Brief:
The lines below must be transcribed exactly as given, with the images removed.

Given records:
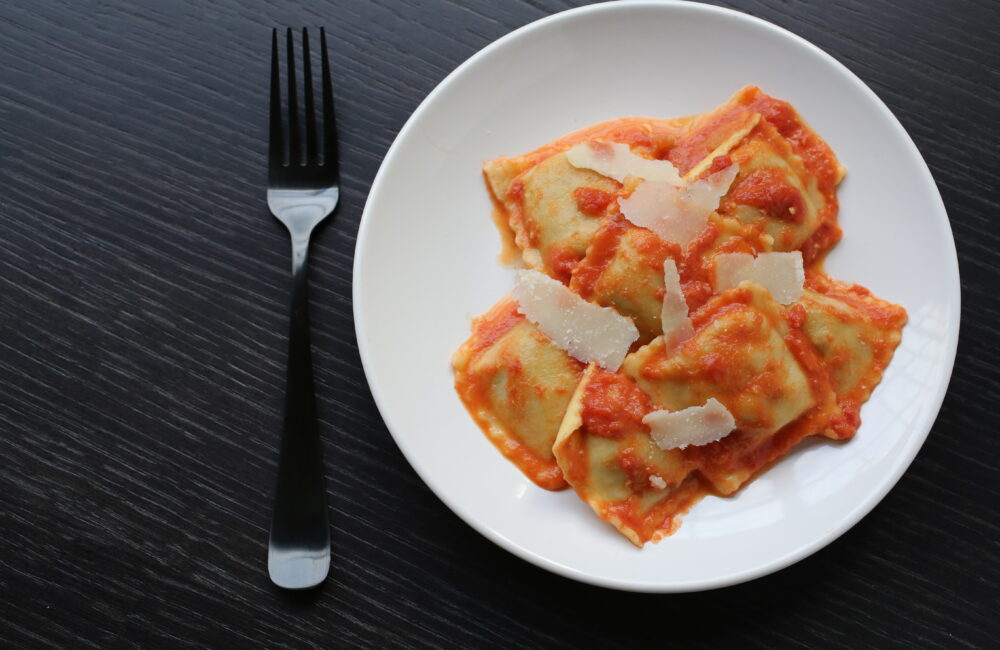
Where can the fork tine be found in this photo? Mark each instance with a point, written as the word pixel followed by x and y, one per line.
pixel 330 157
pixel 294 146
pixel 309 105
pixel 276 149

Exercise response:
Where can the fork tine be found in this photo? Mark each instance with a point, written as the word pixel followed by x and y, one per line.
pixel 330 157
pixel 294 146
pixel 309 105
pixel 276 149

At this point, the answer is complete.